TASK 1:
In the account of the grandfather's death, condense the paragraph beginning "They found my grandpa face down" into a shorter version that keeps its main facts.

SELECTED TEXT:
-------
Wednesday, December 31, 2008And the waterworks continue...
Wednesday, December 3, 2008 accident, birthday, Emil Svihel, family, funeral, grandpa, tractor
And the waterworks continue…
As if Vernon's passing wasn't enough to make this November memorable—for all the wrong reasons—a shocking phone call was received by my mom Monday morning. She had been in Minnesota for a week, and I figured the call had something to do with arrangements for her to take April for an errand day when she got back. Boy, was I wrong.
"Your Grandpa Emil passed away," she said.
Huh?! What?! I was confused—the man has always been in perfect health.
Apparently, his morning went as normal. He was up early and outside cutting wood, and stopped inside to find my mom and my grandma just waking up and drinking their morning coffee. After giving them some crap for "burning daylight," he went back out to cut more wood and continue his work.
The local fire department was headed down the dirt road to my grandparent's house. Now, we're talking about a small town, and every year, the firemen drive around town to sell their calendars. When they pulled up by the barn, the last thing on their mind was selling a calendar.
They found my grandpa face down on the ground. His tractor was wedged into the side of the barn, the wheels still turning and digging into the ground. The firemen jumped out to give CPR, and my mom and grandma couldn't see from the window what was going on—the fire truck was in the way. They didn't see what happened until they went out and saw what was going on.
Apparently, he had a massive heart attack—it wasn't the tractor crash that killed him. He had hit the barn so hard, his hat had flown over 30 feet behind him. The assumption is he was instantly killed by the heart attack, and the tractor led itself into the barn.
This happened Saturday morning—on my birthday—and my mom said she didn't want to call and ruin my birthday weekend with the news. She told me not to make the trip up, with the kids and all, and said that grandma would just love a phone call from all of us kids.
Of course, I didn't listen. I was bawling, I called Eric at work and he was able to take two days off of work for bereavement. I packed our bags, we loaded up the car, and on our way out of town we picked up Christopher from school.
Eight hours later, we made it into the small town of Foley at the farmhouse, where I hadn't been for a good 6 years or so. It had been a long time, but I stepped in the house and instantly felt welcomed—the wonderful, familiar smell of Minnesota hadn't changed at all.
My grandma was doing good, all things considered. It was kind of heartwarming actually, like she had been prepared and she was at peace with the situation. She knew her husband had gone how he would have liked—quickly and doing something he loved.
My poor dad was on his way back up from Texas, where he had helped his mom get everything wrapped up with Vernon's death, and ended up driving further north to meet my mom in Minnesota for Grandpa's funeral. Both of them had lost their fathers within 10 days of each other. I knew this was going to be hard for them.
The viewing was hard. It was hard seeing all of my cousins, knowing they had gotten to spend much more time with him being in the same town—heck, the same state, for that matter. I feel like I missed out on the best of grandpa. And seeing him in the casket…ugh, that's never a good memory. He looked peaceful, sure, but the hardest part was seeing him sitting still, lifeless, and quiet. My grandpa was never quiet. He was loud and boisterous and always on the move. Seeing him still was very out of character for him.
-------
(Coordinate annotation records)
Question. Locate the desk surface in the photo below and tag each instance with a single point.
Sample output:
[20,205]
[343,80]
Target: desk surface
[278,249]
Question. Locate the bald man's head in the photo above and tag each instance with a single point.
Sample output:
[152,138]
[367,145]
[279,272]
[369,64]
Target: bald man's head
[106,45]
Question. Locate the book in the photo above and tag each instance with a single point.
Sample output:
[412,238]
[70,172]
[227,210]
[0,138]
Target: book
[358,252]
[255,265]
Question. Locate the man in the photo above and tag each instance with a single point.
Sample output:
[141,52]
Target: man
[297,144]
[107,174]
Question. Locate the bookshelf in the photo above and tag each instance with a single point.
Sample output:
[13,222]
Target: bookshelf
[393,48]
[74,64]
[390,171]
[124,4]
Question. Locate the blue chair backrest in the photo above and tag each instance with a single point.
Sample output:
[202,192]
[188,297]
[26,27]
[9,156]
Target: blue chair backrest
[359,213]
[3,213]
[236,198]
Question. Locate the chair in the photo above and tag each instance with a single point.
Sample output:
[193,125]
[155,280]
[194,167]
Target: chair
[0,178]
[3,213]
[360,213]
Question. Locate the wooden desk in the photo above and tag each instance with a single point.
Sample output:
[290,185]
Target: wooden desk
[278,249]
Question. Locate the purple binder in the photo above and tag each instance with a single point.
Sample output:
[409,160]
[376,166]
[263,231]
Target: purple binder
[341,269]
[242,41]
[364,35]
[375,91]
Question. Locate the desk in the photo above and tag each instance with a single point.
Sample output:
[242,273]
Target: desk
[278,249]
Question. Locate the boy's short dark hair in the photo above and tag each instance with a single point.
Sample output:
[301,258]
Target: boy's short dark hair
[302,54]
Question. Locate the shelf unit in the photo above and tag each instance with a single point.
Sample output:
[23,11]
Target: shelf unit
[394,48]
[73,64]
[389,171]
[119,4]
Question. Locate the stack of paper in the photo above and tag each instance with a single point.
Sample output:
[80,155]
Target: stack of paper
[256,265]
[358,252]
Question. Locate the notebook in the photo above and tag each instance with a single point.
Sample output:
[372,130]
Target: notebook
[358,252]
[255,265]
-------
TASK 2:
Resize the records from the line containing "Question. Locate the notebook" through the end of the records, both ends included. Reproduce only those lines, requests included, and multiply each answer coordinate by 1.35, rounding to whole numbers with halves rounded up.

PROBLEM SOLUTION 1:
The firemen found the grandfather face down on the ground. His tractor was wedged into the side of the barn, its wheels still turning. They jumped out to give CPR. The fire truck blocked the view from the window, so the mother and grandmother did not know what had happened until they went outside.

PROBLEM SOLUTION 2:
Question. Locate the notebook in the photo above and tag each instance with a single point.
Sample output:
[372,130]
Target: notebook
[483,340]
[344,358]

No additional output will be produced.